#### [Task]
In the news report on clownfish, what is the name of the program that Karen Burke da Silva co-founded?

#### [Reading passage]

**********

TOWNSVILLE, Australia (CNN) - About 15 years ago, the movie "Finding Nemo" caused the popularity of clownfish as pets to soar, and that is still causing problems for wild clownfish populations.
Their natural habitat is threatened by overfishing and warming ocean temperatures.
A program in Australia aims to save "Nemo."
The humble clownfish, though small, is one of the most instantly recognizable inhabitants of the world's coral reefs.
The 2003 animated film, "Finding Nemo," told the story of a father searching for his son Nemo after he's captured from the wild, but the movie's box office success has had some unintended consequences.
"After the film 'Finding Nemo,' there was a drastic spike in the number of fish people wanted for their aquarium," said Karen Burke da Silva, a marine biologist and the co-founder of a program called Saving Nemo. "And the places that they were getting those fish was actually from the wild. As the numbers kept coming out of the wild, they started getting very, very small in some places and in fact, in certain areas, became locally extinct."
Students at Belgian Gardens Primary School in the Australian city of Townsville are trying to change that.

**********

#### [Data extracts]
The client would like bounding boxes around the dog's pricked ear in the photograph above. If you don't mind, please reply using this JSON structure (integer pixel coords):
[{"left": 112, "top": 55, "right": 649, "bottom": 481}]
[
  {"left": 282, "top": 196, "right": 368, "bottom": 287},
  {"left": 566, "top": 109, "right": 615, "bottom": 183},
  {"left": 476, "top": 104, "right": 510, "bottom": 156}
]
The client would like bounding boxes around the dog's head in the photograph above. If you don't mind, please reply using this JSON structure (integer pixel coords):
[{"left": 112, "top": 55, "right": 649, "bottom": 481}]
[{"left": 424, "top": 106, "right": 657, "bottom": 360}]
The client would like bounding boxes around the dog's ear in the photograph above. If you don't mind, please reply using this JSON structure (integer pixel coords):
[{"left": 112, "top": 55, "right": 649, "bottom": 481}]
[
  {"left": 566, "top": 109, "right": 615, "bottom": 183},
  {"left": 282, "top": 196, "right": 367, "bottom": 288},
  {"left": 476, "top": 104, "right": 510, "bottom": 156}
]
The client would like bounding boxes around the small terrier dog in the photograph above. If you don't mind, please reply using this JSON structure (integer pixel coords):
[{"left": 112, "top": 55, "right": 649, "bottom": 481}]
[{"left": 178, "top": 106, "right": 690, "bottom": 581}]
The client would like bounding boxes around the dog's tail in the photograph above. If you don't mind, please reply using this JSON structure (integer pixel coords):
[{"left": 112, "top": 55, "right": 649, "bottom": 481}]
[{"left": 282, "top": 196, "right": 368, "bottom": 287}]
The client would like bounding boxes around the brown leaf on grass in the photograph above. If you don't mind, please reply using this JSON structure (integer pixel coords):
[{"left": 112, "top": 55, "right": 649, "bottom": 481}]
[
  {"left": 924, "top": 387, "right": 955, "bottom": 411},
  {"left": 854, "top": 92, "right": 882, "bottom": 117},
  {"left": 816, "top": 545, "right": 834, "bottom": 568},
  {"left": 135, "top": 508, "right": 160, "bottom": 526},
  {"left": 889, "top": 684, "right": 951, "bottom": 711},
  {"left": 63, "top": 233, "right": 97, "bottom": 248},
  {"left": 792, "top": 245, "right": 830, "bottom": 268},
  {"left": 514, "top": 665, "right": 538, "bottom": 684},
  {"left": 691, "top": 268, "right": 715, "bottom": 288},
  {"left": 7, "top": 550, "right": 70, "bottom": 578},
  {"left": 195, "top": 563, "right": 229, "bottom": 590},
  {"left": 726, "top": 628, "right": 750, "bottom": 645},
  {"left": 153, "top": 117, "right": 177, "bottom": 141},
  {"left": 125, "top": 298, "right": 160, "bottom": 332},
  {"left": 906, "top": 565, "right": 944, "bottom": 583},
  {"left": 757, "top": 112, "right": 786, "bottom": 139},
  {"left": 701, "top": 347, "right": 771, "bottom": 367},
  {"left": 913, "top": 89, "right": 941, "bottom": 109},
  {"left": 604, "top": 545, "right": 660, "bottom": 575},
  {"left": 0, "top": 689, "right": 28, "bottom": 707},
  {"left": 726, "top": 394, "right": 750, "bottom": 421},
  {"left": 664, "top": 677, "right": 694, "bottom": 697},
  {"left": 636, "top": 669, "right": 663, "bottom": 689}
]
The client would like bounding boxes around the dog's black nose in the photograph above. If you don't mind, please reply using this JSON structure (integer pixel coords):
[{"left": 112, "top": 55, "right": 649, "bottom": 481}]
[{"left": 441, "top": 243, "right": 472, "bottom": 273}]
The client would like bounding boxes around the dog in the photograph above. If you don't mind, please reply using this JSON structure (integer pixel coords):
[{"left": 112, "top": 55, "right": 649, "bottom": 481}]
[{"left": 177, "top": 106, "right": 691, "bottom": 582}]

**********

#### [Your response]
Saving Nemo